* START DOCUMENT SEGMENT *

Ken Holdom ZL2HU – Leader and administrator, Lee Jennings ZL2AL – Logistics and planning of people and equipment, James Brooks 9V1YC – Radio operations manager. Declan Craig EI6FR and Andrew Williamson GI0NWG were in charge of the design and operation of the antenna systems. Ken Holdom ZL2HU and Murray Woodfield ZL1CN were in charge of the power distribution. Junichi Tanaka JA4RHF- RTTY and 6 metres. Trey Garlogh N5KO and Wilbert Knol ZL2BSJ- computer operations and logs, Brian Biggings VE3XA – Safety and Jason Christiensen ZL2URN was the Department of Conservation representative which rounded out the team of eleven. The team actually could have been twelve but unfortunately, when the twelfth position only became available during the last few weeks before we sailed. The position went begging as we were unable to find an operator to fill it!

* END DOCUMENT SEGMENT *

◆ SET EXERCISE 1:
Answer these questions from the team list:
(a) Who served as radio operations manager?
(b) Who was the Department of Conservation representative?
(c) Why did the twelfth position go begging?
◆ SET EXERCISE 2:
Set down the team list from "Ken Holdom ZL2HU –" to "to fill it!", word for word.

* START GIVEN DATA *

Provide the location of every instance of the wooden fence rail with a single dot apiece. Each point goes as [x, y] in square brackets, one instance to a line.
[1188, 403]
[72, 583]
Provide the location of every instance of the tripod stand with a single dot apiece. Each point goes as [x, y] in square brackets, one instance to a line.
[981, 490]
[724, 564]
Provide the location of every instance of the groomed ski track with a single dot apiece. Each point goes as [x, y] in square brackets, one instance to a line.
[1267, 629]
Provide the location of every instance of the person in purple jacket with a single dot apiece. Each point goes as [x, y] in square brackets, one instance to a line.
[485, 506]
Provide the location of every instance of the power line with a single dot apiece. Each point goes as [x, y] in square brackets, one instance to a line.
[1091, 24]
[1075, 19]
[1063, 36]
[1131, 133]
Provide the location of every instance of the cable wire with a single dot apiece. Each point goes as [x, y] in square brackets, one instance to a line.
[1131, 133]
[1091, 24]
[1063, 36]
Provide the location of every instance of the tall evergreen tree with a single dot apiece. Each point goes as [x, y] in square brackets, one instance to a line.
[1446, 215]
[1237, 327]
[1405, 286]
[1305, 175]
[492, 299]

* END GIVEN DATA *

◆ CORRECT ANSWER 1:
(a) James Brooks 9V1YC
(b) Jason Christiensen ZL2URN
(c) The team was unable to find an operator to fill it.

◆ CORRECT ANSWER 2:
Ken Holdom ZL2HU – Leader and administrator, Lee Jennings ZL2AL – Logistics and planning of people and equipment, James Brooks 9V1YC – Radio operations manager. Declan Craig EI6FR and Andrew Williamson GI0NWG were in charge of the design and operation of the antenna systems. Ken Holdom ZL2HU and Murray Woodfield ZL1CN were in charge of the power distribution. Junichi Tanaka JA4RHF- RTTY and 6 metres. Trey Garlogh N5KO and Wilbert Knol ZL2BSJ- computer operations and logs, Brian Biggings VE3XA – Safety and Jason Christiensen ZL2URN was the Department of Conservation representative which rounded out the team of eleven. The team actually could have been twelve but unfortunately, when the twelfth position only became available during the last few weeks before we sailed. The position went begging as we were unable to find an operator to fill it!